>>>>

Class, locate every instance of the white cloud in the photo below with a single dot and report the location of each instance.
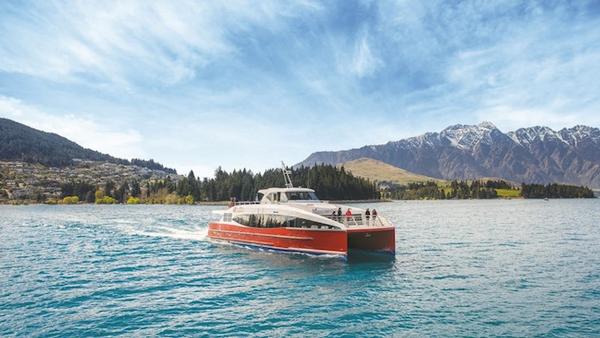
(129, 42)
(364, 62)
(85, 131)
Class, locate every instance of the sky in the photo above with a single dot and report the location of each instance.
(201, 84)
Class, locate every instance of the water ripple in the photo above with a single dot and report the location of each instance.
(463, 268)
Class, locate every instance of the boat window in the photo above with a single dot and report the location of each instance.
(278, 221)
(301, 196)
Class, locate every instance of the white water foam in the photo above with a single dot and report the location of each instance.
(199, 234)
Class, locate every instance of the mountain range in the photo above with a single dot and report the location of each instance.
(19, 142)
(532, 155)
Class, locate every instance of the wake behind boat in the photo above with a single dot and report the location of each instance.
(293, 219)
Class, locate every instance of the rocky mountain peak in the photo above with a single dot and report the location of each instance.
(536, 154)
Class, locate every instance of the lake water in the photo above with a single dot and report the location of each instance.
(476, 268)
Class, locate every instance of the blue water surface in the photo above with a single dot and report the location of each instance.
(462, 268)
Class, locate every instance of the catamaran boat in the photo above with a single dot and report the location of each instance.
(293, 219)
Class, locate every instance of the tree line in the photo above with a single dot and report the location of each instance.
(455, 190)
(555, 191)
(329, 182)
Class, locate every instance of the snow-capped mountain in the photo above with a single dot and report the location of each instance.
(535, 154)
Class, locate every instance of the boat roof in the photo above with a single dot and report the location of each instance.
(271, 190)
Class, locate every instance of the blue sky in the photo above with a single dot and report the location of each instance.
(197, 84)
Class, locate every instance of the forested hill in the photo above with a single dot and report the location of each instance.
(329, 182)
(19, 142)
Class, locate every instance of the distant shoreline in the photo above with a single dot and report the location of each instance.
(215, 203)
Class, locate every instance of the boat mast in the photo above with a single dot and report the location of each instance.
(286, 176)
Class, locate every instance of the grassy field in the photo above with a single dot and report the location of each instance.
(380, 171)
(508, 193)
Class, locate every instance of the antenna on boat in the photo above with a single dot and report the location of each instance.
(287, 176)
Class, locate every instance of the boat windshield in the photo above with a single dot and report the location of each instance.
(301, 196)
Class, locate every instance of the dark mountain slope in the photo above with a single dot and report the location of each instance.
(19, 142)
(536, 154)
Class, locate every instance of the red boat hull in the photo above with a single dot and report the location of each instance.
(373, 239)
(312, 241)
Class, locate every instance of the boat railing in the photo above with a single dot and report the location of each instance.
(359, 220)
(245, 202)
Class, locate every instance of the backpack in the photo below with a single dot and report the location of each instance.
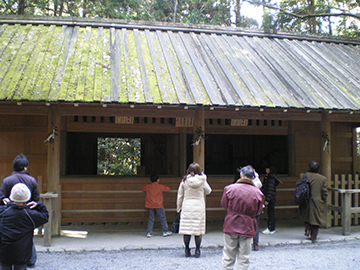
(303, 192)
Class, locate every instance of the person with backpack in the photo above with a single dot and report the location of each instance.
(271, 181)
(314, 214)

<<<<

EXERCISE DIRECTIONS ->
Print the entries above exactly, taking out only the pictures.

SOLUTION TO THE PROBLEM ->
Class, locate every instance of the white cloud in the photo below with a single dot and report the location of each instance.
(129, 42)
(364, 62)
(85, 131)
Class, locate every instance of the sky in the photo above with a single dot and report the location of each instance.
(201, 84)
Class, locate every instance of the water ripple in the photo above with a single dot and report the location of each instance.
(463, 268)
Class, locate every instance of the boat window in the photo above with a single dot and report the location of each instance.
(278, 221)
(301, 196)
Class, locate every instance of the white water foam in the photo above with a single dot and report the location of each instance.
(199, 234)
Class, locate every instance of the mountain range in the photo above with a single dot and report the location of each instance.
(19, 142)
(532, 155)
Class, locate every instance of the wake behind boat in the photo above with a single dot and report the location of each instance.
(293, 219)
Class, locate every instance of the rocky mountain peak in the photo above with a single dot and report the location of each instance.
(536, 154)
Class, locate every instance of the lake water in the photo above with a single dot and report the location of each instance.
(476, 268)
Class, locate every instance of the blue water surface in the photo above with a single dot and report the location of each instance.
(462, 268)
Class, locate every instance of the catamaran boat in the photo above with a single dot and report the location of each instance.
(293, 219)
Class, locate every instance of the tree line in the photo above with a single dot and report the location of each instance.
(455, 190)
(555, 191)
(329, 182)
Class, locate every instance of the snow-capped mountain in the photo above with a single dot and report the location of each instance.
(535, 154)
Class, locate every instance of the boat roof in the photo above with a single dot and report the location of each instance.
(271, 190)
Class, locate every instance of the blue sky in the photo above with a single dot and report the location of each instance.
(197, 84)
Class, locate every instance of the forested hill in the photo above with a single dot and report the location of each instance.
(329, 182)
(19, 142)
Class, locate every instance of the distant shoreline in the photo above with a single dot and report the location of each instance.
(215, 203)
Class, locate every instance of the boat mast in the photo above with a single dot and report the location of each instance.
(286, 176)
Class, locate every instance of the grassy field in the photo above with a single dot and report the location of each instance.
(380, 171)
(508, 193)
Class, locate every instance of the antenna on boat in the photo above with a single dot and report the location of each instance.
(287, 176)
Class, locate every instance of the boat windshield in the photo above with a single dot and report the location of each instance.
(301, 196)
Class, locate every instance of the dark mountain slope in the photo above with a single dot and report the location of each instance.
(19, 142)
(536, 154)
Class, locate every instance of the red boat hull in the photo above with a single dot and report the location of each instance.
(373, 239)
(312, 241)
Class, locate every instance of the boat railing in the photo above with a single dot and report the location of each instance.
(359, 220)
(245, 202)
Class, locate every instance of the backpack in the photo below with a single dot and report the location of each instance.
(303, 192)
Class, locate every instance of the person with backpack in the photo above with a single dot and report the location of each instance.
(271, 181)
(314, 214)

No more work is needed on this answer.